-- Ausgewählter Text --
-*-

Katrin Assenmacher: «Inflation wird sich von alleine zurückbilden»
Jahrelang hat Katrin Assenmacher bei der Schweizerischen Nationalbank (SNB) gearbeitet. Heute macht sie eine steile Karriere bei der Europäischen Zentralbank (EZB). SWI swissinfo.ch hat die Ökonomin in Frankfurt für den Geldpolitik-Podcast "Geldcast" getroffen.
«Die Öffentlichkeit muss wissen, was die Zentralbank tut.» Dieser Meinung ist Katrin Assenmacher. Sie ist Leiterin der geldpolitischen Strategie bei der Europäischen Zentralbank (EZB) und eine Expertin für Zentralbanken-Kommunikation.
Assenmacher sagt: «In den 1990er-Jahren hat es bei den Zentralbanken einen Paradigmenwechsel gegeben». Zuvor hätten diese nicht einmal ihre Zinsentscheide kommuniziert. Heute twittern die Führungspersonen der EZB täglich zu geldpolitischen Themen. Das findet Assenmacher richtig. Sie sagt: «Die EZB ist gegenüber der Öffentlichkeit rechenschaftspflichtig.»

-*-

-- Bereitgestelltes Material --
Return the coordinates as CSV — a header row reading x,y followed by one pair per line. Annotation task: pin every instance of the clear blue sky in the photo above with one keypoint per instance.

-*-

Prüfe, ob die Aussagen 1., 2. und 3. mit dem Text über Katrin Assenmacher übereinstimmen, und belege jedes Ja oder Nein mit den entscheidenden Worten des Textes als wörtliches Zitat. 1. Assenmacher leitet bei der EZB die geldpolitische Strategie. 2. Assenmacher hält es für falsch, dass die Führungspersonen der EZB täglich zu geldpolitischen Themen twittern. 3. Vor den 1990er-Jahren haben die Zentralbanken ihre Zinsentscheide bereits mitgeteilt. Die Daten werden hier nicht gebraucht.

-- Lösung --
1. Ja: „Sie ist Leiterin der geldpolitischen Strategie bei der Europäischen Zentralbank (EZB)“
2. Nein: „Das findet Assenmacher richtig.“
3. Nein: „Zuvor hätten diese nicht einmal ihre Zinsentscheide kommuniziert.“